I never said that it was. I simply brought it forward to show the extraordinary change which has taken place in the Labour party. They then sought to alter the decision of the House of Lords, and in this case they do not want to alter the decision of the House of Lords.

Mr. PRINGLE

In this matter, I am within the recollection of the House. I would remind hon. Members that just before the right hon. Gentleman cited this particular Act he was saying that in the past the Radical party and the Labour party had both been guilty of putting forward retrospective legislation. I interrupted the right hon. Gentleman and asked him to give us some examples, and the example which he gave of this vice of retrospective legislation was the Trade Disputes Act. In this case we must assume that the example which the right hon. Gentleman put forward, and the vice to which he says Radicals and Labour Members have been addicted in the past, is totally irrelevant.

I object to retrospective legislation, but I do not regard the Trade Disputes Act as in any respect retrospective legislation, because it accepted the decision of the House of Lords as the finding of the Law as it then was. But surely Parliament is entitled to alter the law and make new laws in fact, that is what Parliament is for. If it were not necessary to have new legislation then the work of Parliament would be unnecessary. We have had retrospective legislation before from a Unionist Government. There was the case of the Church in Scotland. The case of the property of the Church of Scotland came before the House of Lords, and a decision was given in favour of the smaller body—the Free Church, which was known as the "Wee Frees," a name which has descended upon another organisation which is equally responsible, and it is a case of equal devotion to principle and an equal willingness to make sacrifices for it. I am dealing with the question of retrospective legislation. What happened was this. Parliament intervened and took away property from the Free Church which the House of Lords decision had adjudicated to that church. The right hon Gentleman was a Member of Parliament then, and he took no exception to that.

Sir F. BANBURY

I knew nothing about it, because I do not bother about Free Church matters, but the right hon. Gentleman the Member for the Scottish Universities (Sir H. Craik) told me that the hon. Member for Penistone (Mr. Pringle) was quite wrong in his statement.

Mr. PRINGLE

It is unfortunate that the right hon. Gentleman is not here. At any rate, it is not so bad in the present Bill. I come to a more recent date at which the right hon. Gentleman assented to retrospective legislation, and it is the case affecting Lord Birkenhead. First of all, he was Solicitor-General in the Coalition Government. He then accepted the office of Attorney-General on the resignation of Lord Carson. He did not submit himself for re-election, and he sat and voted here for several months, incurring thereby heavy penalty. What happened? A retrospective Act was passed relieving the Attorney-General from penalties of thousands of pounds which he had incurred by a breach of law.

## Records
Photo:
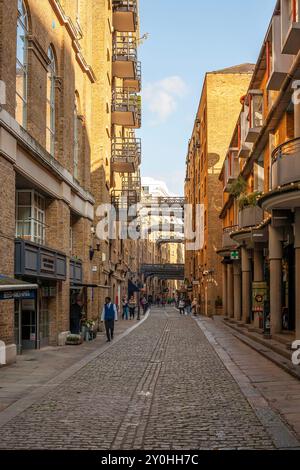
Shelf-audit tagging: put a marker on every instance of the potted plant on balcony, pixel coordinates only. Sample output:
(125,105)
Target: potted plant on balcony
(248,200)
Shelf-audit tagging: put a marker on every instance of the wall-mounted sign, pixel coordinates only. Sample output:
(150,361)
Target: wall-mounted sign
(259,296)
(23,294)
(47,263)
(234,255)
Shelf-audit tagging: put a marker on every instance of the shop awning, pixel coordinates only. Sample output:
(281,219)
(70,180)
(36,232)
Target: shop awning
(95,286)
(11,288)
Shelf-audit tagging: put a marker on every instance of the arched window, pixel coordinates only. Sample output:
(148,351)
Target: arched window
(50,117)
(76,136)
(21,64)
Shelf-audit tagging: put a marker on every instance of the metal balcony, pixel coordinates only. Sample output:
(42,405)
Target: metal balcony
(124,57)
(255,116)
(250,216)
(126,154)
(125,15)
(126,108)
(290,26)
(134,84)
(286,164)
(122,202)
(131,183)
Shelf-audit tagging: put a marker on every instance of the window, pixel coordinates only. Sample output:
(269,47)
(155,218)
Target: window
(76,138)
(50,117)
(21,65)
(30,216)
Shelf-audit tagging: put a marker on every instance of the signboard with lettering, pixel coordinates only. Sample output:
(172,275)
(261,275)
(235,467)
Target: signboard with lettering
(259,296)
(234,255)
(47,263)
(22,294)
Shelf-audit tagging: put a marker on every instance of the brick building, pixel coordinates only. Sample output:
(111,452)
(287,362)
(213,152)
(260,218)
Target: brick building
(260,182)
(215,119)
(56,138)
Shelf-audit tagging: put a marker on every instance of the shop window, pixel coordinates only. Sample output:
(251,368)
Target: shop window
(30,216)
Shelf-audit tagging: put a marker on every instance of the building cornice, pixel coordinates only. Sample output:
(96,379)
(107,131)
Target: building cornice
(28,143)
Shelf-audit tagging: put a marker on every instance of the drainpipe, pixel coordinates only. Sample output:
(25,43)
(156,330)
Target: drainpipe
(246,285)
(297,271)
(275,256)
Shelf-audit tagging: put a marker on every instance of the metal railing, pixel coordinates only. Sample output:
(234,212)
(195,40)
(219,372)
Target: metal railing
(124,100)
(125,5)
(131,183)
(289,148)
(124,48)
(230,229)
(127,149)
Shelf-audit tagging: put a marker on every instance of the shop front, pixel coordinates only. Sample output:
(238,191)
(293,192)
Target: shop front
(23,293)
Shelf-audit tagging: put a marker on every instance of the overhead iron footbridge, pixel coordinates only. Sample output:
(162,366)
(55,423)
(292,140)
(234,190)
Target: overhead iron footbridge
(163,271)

* * *

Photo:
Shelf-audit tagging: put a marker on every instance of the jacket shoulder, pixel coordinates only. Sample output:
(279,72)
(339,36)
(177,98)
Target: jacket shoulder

## Problem description
Continue the parliamentary debate on retrospective legislation, beginning immediately after its final sentence.

## Response for this exercise
I was the only Member who objected to that legislation. I have a clean record on retrospective legislation, and it is absolutely stainless, and I only regret that the right hon. Gentleman (Sir F. Banbury) cannot share that record with me. I sympathise from the legal and constitutional point of view with the attitude which has been taken up by the Labour party in this matter. I believe that this is a thoroughly bad precedent. I believe that right hon. Gentlemen on the benches opposite will live to regret this proposal, and that they will find this case cited against them in the future when questions affecting property come to be decided in another Parliament by men holding other views, and who have other objects in their mind. They will say that when the Court of this land decided once in favour of that power you interfered with what had been adjudicated upon by the highest Court in the land; they will follow your example and will bear that precedent in mind when they are legislating also for the disinheritance of people. [Interruption.] It may be a long time, but if you go on in this way it will come sooner. The hon. Gentleman, who is a Scotsman, and sits for one of the least enlightened areas of Scotland, because he lives in the seclusion of Streatham, and is thereby altogether screened from the currents which are affecting the greater democratic areas of this country, cannot afford to treat these things with contempt.

It is a very real situation which now exists on the Clyde. There is unemployment on the Clyde—

Lieut.-Colonel CROFT

Is this on the Amendment?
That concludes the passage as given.